Pick up the text below on material instabilities and nonlocal multiscale modeling and continue it from its final sentence.

-- Text shown follows --

Instabilities and nonlocal multiscale modelling of materials

Bifurcations, instabilities, and the mechanical conditions preluding and accompanying these phenomena are observed at several different length scales in materials and in a great number of natural and man-made systems. Through a systematic study and development of the mechanics of instabilities, we have explained several natural deformation patterns: the shatter cones found in shocked rocks near meteorite impact, the folding which occurs in geological formations or in some marine shells, and the formation of intense shear zones in ductile materials. Material instabilities are precursors of failure in several materials, so that their knowledge and simulation through computer codes is important for the design of materials of superior mechanical performances. Therefore, modeling and simulation of shear band nucleation, growth, interaction, and coalescence has been achieved during the project, all aspects never challenged before, which include dynamics and wave propagation. We have shown how to reduce and even annihilate stress concentrations in materials, in an effort of defining conditions for superstrength. This effort has been accompanied by our original extension of material models in which a length scale enters the formulation and allows to describe size effects often found in the mechanics of nano-structures. In this way, we have introduced materials approaching extreme mechanical behavior, in an attempt of overcoming limitations encountered in ordinary materials. For instance, we have been able to define the condition for folding of a solid, thus opening a new way to origami materials (the paper gained the cover of the Proceedings of the Royal Society A). Our research lent itself to elastic metamaterials and invisibility cloak; here we found a new and unexpected way to obtain flexural wave invisibility, a result which finds application in the seismic protection of buildings and in vibration shielding. We have been able to obtain structured materials by design, which are able to filter and achieve control of waves so to display total reflection, negative refraction, flat lens focusing, and wave channeling, all features which can be activated ‘on demand’.

-- Text shown concluded --
-- The data follows --

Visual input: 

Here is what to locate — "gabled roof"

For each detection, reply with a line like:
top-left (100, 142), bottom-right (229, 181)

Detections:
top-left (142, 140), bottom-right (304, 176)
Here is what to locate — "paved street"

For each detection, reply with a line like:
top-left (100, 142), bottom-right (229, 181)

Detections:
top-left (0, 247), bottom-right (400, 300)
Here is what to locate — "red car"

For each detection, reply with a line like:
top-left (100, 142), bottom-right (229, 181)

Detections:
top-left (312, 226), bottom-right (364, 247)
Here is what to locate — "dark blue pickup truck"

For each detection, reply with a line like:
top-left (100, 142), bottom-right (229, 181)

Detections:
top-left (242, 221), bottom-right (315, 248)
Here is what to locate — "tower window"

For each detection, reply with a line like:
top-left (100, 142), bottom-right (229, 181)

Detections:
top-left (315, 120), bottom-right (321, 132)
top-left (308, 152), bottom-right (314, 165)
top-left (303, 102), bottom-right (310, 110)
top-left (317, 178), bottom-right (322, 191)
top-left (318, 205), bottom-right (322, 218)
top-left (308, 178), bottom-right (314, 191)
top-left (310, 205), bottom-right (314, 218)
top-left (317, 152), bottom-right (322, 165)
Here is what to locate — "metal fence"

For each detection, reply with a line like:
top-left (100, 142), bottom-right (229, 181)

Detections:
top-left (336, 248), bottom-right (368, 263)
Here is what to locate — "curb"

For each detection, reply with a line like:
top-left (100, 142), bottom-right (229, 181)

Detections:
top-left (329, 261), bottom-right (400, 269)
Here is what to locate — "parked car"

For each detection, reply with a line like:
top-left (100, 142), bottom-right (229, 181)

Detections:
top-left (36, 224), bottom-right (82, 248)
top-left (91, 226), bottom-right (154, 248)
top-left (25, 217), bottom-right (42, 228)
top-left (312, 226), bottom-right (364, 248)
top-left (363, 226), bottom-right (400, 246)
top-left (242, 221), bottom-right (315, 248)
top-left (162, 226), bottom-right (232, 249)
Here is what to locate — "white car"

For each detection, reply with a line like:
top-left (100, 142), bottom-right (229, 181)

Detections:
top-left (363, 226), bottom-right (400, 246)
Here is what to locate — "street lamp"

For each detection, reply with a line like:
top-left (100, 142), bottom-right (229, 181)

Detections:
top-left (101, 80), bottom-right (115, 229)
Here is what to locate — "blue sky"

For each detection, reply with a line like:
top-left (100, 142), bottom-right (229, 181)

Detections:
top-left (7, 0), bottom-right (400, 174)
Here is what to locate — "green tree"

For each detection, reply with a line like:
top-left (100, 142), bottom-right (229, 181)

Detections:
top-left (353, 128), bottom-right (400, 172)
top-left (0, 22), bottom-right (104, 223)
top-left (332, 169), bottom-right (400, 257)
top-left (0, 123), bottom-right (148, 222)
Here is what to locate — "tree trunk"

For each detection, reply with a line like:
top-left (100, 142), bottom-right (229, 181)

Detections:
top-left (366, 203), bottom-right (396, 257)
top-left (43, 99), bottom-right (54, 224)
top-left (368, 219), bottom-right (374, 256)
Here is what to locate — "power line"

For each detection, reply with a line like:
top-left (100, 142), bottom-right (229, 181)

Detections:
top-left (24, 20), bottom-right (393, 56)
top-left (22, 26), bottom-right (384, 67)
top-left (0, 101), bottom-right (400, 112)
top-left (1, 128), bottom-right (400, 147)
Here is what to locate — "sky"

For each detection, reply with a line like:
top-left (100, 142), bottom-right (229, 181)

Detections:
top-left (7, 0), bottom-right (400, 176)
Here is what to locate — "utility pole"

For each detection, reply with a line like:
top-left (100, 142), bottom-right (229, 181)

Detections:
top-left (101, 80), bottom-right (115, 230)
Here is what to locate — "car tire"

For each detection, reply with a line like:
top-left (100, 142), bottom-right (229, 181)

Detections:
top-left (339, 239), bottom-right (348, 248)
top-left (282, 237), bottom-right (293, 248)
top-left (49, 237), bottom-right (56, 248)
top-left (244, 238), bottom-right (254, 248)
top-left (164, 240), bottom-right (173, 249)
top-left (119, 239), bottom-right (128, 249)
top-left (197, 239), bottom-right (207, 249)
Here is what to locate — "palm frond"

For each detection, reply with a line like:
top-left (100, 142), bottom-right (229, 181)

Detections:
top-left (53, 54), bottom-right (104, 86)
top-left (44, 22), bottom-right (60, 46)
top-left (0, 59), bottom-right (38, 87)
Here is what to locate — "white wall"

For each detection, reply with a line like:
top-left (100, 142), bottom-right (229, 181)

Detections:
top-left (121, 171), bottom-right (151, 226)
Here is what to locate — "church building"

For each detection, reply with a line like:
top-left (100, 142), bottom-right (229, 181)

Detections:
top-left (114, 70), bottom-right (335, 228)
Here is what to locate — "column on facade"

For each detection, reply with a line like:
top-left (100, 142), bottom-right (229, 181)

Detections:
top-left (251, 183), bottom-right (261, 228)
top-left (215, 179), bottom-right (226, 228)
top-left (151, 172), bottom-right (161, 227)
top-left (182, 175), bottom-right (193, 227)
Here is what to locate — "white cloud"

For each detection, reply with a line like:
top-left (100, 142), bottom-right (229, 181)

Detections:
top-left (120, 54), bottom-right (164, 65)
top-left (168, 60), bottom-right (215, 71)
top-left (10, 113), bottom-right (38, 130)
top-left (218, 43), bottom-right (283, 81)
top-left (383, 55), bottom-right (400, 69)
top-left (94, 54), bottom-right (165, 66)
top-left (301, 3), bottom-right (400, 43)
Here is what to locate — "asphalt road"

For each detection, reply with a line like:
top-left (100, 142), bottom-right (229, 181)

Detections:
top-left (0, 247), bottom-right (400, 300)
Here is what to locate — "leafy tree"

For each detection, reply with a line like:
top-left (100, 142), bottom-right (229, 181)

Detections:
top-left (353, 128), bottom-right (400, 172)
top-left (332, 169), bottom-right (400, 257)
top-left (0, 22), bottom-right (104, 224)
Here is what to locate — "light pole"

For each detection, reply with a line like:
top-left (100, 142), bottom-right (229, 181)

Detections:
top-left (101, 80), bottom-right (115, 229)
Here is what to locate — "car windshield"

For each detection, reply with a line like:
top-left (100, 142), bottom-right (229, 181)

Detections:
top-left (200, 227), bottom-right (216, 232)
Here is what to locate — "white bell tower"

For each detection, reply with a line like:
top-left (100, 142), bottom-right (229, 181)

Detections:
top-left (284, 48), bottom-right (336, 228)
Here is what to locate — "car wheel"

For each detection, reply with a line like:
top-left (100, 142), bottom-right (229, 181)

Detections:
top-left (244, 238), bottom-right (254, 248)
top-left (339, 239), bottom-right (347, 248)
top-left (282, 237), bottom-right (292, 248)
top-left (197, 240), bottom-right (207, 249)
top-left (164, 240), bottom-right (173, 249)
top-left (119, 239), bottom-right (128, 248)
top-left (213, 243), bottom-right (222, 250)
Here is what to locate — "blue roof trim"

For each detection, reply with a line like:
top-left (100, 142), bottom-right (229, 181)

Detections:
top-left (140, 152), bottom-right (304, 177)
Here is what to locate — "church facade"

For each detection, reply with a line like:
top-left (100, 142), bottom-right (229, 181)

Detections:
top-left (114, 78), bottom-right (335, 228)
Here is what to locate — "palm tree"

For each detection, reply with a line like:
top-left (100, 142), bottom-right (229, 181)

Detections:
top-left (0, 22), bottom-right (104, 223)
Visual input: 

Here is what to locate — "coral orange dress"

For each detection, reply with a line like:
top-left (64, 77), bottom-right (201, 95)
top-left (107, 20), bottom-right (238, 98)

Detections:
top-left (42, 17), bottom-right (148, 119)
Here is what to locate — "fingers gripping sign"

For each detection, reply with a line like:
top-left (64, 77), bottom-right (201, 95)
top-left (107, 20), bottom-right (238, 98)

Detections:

-- The data concluded --

# Task response
The research in solid materials has led us to several unexpected new results in the mechanics of highly deformable structures. Here we have harnessed instability and bifurcation to discover propulsive forces in elastic systems, in the form of torsional and snake locomotion, to analyze the behavior of flexible systems governed by curved constraints, fluttering rods and self-oscillating systems. The research on flutter instability has led to the first experimental proof of the detrimental effect of dissipation on the instability load, an unexplained fact which is so counterintuitive that was previously referred as ‘paradoxical’, and has de facto opened a new field of research. We have designed and realized several proof-of-concept prototypes: (i.) the elastica arm scale, (ii.) the torsional actuator, (iii.) the dripping elastic rod, (iv.) the elastica catapult, (v.) the snake channel, (vi.) the flutter machine, and (vii.) the self-restabilizing system. All these devices (three have been featured on the cover of the Proceedings of the Royal Society A) have been invented by us and vividly show how bifurcation and instability can be exploited to generate flexible systems for applications in actuation and soft robotics. Finally, our results have also extended for applications in interdisciplinary research areas such as the design of stents for blood vessels, and the mechanics of living cells.